# Enneagram 5 or 6. Help me.



## lifesrule42 (Nov 30, 2010)

Okay, I've been having a lot of trouble trying to figure out what type I am. I go between type 6 or 5. I tend to be a very serious worrier, and tend to think a lot about problems. But that's just my normal thing. However, I have to admit, that I sometimes, don't try to fear people, I just do my own thing. I write, read, spend time alone. Mostly, and I've always been described this before, I'm a thinker. I wish I was more productive, and a little more into my feelings. I mean, I understand my feelings and stuff, but I don't really react normally as I should.
It takes a long time for me to openly express my feelings. I'm rather private about them, and so people have to get me by surprise when I cry or something.

Can anyone help me? Please?


----------



## Ace Face (Nov 13, 2011)

Fill this out, please 

1. What drives you in life? What do you look for?

2. What do you hope to accomplish in your life?

3. What do you hope to avoid doing or being? What values are important to you?

4. What are your biggest fears (not including phobias)? Why?

5. How do you want others to see you? How do you see yourself?

6. What makes you feel your best? What makes you feel your worst?

7. Describe how you experience each of: a) anger; b) shame; c) anxiety.

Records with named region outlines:

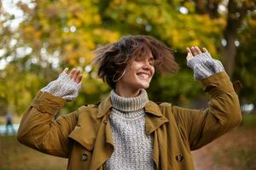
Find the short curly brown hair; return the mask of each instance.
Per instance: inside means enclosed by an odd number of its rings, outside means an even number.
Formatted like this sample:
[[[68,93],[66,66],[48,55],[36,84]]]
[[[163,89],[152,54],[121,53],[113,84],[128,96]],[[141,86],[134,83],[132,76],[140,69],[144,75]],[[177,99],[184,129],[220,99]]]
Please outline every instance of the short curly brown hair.
[[[113,77],[121,74],[132,60],[152,54],[154,67],[160,73],[175,73],[178,65],[174,60],[174,50],[150,36],[125,36],[119,42],[95,50],[94,64],[99,65],[98,76],[112,88],[115,88]]]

Problem set:
a – In the Enneagram forum thread, which three activities does the first post list?
b – Retype the Enneagram forum thread between "3. What do you" and "feel your worst?", inclusive.
c – Please extend the Enneagram forum thread from its last line onward.

Answers to the exercise:
a – Writing, reading, and spending time alone.

b –
3. What do you hope to avoid doing or being? What values are important to you?

4. What are your biggest fears (not including phobias)? Why?

5. How do you want others to see you? How do you see yourself?

6. What makes you feel your best? What makes you feel your worst?

c –
8. Describe how you respond to each of: a) stress; b) unexpected change; c) conflict.

9. Describe your orientation to: a) authority; b) power. How do you respond to these? 

10. What is your overall outlook on life and humanity?

11. Discuss an event that has impacted your life significantly; more importantly, how you responded to it.

12. Comment on your relationship with trust.

13. List some of the traits you: a) like; b) dislike most about yourself.

14. What do you see or notice in others that most people don't?

15. If a stranger insults you, how do you respond/feel? What if they compliment you?

16. What's something you are: a) thankful you have; b) wish you could have? Why?


----------



## lifesrule42 (Nov 30, 2010)

Fill this out, please 

1. What drives you in life? What do you look for?

My main drive is nothing at the moment. I'm pretty sure that's a bad thing. But it seems like people always decide for me. I'm just doing what they say so I can just have a secure future. As soon as I'm done with my studies, I will get as far away from the people I know and focus on what I want to do. I think that I want to be free, just enjoy life. I think that drives me, even now when I feel like I don't have much choices, I just enjoy life and just try to live, you know?
I look for maybe a faster way to reach my goals. I look for peace of mind, to have everything solved. To fix the problems that arise around me. I spend a lot of time thinking of the past and what I could have done differently. I just basically spend a lot of time in my head, you could say.

2. What do you hope to accomplish in your life?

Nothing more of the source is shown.